Collect every line in the entries below that contains the string "yellow". Treat uppercase and lowercase letters as different.
---- Data lines
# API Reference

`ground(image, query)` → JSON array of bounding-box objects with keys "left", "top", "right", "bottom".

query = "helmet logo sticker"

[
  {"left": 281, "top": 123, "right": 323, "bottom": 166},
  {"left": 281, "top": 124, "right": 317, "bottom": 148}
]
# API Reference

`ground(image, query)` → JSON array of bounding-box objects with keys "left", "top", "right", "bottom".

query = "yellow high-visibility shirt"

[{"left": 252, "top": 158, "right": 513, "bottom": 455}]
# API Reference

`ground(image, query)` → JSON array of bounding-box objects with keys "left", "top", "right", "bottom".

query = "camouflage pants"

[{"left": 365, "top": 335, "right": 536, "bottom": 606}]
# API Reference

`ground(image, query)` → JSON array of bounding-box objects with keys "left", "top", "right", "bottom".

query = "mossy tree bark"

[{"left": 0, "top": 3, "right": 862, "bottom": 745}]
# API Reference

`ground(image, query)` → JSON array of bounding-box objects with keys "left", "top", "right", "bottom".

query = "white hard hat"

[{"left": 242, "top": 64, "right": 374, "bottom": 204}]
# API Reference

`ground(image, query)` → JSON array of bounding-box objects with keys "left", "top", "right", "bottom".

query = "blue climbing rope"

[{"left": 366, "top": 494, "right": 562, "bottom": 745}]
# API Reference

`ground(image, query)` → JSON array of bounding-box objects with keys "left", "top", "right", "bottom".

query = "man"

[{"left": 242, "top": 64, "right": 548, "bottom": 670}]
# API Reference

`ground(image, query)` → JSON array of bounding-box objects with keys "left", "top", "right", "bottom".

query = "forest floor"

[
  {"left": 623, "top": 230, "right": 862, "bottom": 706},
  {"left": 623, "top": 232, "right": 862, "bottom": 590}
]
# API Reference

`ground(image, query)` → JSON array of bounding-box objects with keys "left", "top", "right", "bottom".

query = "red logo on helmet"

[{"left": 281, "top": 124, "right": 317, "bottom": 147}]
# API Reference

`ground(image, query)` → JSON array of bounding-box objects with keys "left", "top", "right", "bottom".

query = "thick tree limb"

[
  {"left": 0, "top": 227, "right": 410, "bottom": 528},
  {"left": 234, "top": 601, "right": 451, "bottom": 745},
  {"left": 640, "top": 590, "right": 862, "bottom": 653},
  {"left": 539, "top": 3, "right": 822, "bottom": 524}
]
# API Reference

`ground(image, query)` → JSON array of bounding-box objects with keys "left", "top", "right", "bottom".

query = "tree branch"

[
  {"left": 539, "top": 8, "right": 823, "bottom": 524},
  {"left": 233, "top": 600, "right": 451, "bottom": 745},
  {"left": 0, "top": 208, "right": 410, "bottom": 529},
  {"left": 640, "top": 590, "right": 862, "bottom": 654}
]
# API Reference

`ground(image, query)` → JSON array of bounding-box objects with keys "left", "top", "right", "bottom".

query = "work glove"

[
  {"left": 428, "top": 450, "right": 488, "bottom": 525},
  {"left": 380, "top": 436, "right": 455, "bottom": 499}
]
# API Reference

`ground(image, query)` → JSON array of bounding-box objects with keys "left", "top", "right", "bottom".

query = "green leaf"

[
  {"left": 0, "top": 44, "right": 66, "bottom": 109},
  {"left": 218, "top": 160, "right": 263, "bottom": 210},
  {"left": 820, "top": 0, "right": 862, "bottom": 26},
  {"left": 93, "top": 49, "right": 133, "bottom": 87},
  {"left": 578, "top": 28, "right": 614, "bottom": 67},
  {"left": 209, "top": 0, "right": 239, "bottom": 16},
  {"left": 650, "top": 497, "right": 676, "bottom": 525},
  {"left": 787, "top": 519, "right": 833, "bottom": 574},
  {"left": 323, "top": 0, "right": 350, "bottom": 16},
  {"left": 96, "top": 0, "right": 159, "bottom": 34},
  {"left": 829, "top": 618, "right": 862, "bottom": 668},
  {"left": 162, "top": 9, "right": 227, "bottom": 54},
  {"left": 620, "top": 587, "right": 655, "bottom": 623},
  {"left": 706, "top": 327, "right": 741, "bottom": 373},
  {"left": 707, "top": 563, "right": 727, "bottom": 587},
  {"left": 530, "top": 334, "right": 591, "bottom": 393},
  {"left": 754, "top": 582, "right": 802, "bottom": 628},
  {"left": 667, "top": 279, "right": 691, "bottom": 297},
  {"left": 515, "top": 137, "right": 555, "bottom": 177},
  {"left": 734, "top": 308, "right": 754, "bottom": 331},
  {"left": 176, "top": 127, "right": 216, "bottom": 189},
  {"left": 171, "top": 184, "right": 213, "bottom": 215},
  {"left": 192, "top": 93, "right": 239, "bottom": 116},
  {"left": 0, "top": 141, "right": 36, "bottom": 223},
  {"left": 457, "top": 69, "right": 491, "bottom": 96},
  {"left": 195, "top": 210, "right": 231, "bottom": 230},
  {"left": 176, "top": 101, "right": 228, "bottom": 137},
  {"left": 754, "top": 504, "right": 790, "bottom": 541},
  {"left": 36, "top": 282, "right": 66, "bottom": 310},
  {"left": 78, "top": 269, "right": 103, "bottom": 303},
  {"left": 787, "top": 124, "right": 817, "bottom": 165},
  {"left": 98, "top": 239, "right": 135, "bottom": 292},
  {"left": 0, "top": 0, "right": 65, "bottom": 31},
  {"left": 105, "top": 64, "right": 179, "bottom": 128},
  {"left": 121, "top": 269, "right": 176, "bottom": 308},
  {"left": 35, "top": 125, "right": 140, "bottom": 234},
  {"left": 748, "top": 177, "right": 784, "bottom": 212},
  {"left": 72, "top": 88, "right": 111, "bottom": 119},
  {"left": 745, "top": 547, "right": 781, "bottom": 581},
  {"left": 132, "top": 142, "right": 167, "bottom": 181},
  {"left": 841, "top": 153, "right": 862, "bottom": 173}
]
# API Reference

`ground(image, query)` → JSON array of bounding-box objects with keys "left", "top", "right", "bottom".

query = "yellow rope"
--------
* Solution below *
query = "yellow high-visibility shirt"
query = "yellow rope"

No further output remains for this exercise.